DIRECTION: Repeat all entries exactly.

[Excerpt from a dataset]
<<<<

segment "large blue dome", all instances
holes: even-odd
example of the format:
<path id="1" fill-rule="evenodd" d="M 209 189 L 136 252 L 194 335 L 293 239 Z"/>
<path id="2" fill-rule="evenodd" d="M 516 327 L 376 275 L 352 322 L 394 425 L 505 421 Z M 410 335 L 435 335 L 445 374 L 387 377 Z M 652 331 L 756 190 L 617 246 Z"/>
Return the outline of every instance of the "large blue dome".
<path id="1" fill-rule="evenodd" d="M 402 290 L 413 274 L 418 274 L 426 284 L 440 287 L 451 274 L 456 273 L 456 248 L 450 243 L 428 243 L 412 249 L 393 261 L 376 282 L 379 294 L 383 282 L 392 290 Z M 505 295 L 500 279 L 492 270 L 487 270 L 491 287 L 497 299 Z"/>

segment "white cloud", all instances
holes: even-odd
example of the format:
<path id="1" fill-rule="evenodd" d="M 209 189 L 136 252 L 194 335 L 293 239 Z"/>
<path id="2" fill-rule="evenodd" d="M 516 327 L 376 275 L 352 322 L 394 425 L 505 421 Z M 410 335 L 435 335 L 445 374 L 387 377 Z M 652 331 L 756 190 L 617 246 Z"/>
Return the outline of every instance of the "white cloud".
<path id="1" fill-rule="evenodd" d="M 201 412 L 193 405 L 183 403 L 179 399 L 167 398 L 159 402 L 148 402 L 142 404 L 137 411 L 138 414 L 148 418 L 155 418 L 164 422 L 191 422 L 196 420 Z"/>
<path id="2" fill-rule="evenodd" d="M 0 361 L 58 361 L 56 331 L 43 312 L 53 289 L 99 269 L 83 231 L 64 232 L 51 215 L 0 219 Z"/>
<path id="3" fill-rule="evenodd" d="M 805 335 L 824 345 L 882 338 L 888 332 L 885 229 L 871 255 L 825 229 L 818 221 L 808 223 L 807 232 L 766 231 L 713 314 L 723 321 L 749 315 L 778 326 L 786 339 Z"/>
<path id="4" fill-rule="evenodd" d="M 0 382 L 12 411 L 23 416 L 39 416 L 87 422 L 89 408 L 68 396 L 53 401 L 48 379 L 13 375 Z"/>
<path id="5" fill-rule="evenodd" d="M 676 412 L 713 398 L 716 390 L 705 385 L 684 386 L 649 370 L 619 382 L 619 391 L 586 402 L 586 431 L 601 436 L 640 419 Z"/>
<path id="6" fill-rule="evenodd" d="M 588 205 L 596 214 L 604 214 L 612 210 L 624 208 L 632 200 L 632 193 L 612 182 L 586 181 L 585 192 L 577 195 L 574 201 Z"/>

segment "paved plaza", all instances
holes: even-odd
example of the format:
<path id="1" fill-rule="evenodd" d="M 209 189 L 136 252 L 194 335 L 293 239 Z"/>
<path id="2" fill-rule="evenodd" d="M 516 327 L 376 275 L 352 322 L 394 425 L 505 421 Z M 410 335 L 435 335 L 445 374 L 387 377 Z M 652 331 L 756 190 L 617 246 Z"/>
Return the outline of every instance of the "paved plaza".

>>>>

TASK SOLUTION:
segment "large blue dome", all instances
holes: even-odd
example of the format:
<path id="1" fill-rule="evenodd" d="M 209 189 L 136 252 L 194 335 L 293 239 Z"/>
<path id="2" fill-rule="evenodd" d="M 516 327 L 376 275 L 352 322 L 394 425 L 505 421 Z M 410 335 L 435 335 L 445 374 L 387 377 Z M 652 331 L 756 190 L 617 246 Z"/>
Return the outline of every instance of the "large blue dome".
<path id="1" fill-rule="evenodd" d="M 402 290 L 413 274 L 418 274 L 426 284 L 440 287 L 451 274 L 456 273 L 456 248 L 450 243 L 428 243 L 412 249 L 393 261 L 376 282 L 379 294 L 383 282 L 392 290 Z M 505 295 L 500 279 L 492 270 L 487 270 L 491 287 L 497 299 Z"/>

segment "white cloud", all instances
holes: even-odd
example of the format:
<path id="1" fill-rule="evenodd" d="M 209 189 L 136 252 L 194 335 L 293 239 Z"/>
<path id="2" fill-rule="evenodd" d="M 516 327 L 376 275 L 352 322 L 394 425 L 505 421 Z M 410 335 L 435 335 L 445 374 L 387 377 Z M 652 331 L 756 190 L 617 246 Z"/>
Return the outline of every instance of the "white cloud".
<path id="1" fill-rule="evenodd" d="M 201 412 L 193 405 L 183 403 L 179 399 L 167 398 L 159 402 L 148 402 L 142 404 L 137 411 L 138 414 L 148 418 L 155 418 L 164 422 L 191 422 L 196 420 Z"/>
<path id="2" fill-rule="evenodd" d="M 0 361 L 58 361 L 56 331 L 43 312 L 53 289 L 99 269 L 83 231 L 64 232 L 51 215 L 0 219 Z"/>
<path id="3" fill-rule="evenodd" d="M 805 335 L 824 345 L 882 338 L 888 332 L 885 229 L 871 255 L 825 229 L 818 221 L 808 223 L 807 232 L 766 231 L 713 314 L 723 321 L 749 315 L 778 326 L 786 339 Z"/>
<path id="4" fill-rule="evenodd" d="M 0 382 L 12 411 L 23 416 L 39 416 L 87 422 L 89 408 L 68 396 L 53 401 L 48 379 L 13 375 Z"/>
<path id="5" fill-rule="evenodd" d="M 676 412 L 713 398 L 716 390 L 705 385 L 684 386 L 649 370 L 619 382 L 619 391 L 586 402 L 586 431 L 601 436 L 640 419 Z"/>
<path id="6" fill-rule="evenodd" d="M 588 205 L 596 214 L 604 214 L 612 210 L 624 208 L 632 200 L 632 193 L 612 182 L 586 181 L 585 192 L 577 195 L 574 201 Z"/>

segment "paved plaza", all instances
holes: even-odd
example of the format:
<path id="1" fill-rule="evenodd" d="M 209 189 L 136 252 L 194 335 L 293 239 Z"/>
<path id="2" fill-rule="evenodd" d="M 516 327 L 376 275 L 352 322 L 394 425 L 505 421 Z M 410 335 L 435 335 L 445 374 L 387 377 Z M 652 331 L 756 190 L 617 246 Z"/>
Return the outline of every instance of the "paved plaza".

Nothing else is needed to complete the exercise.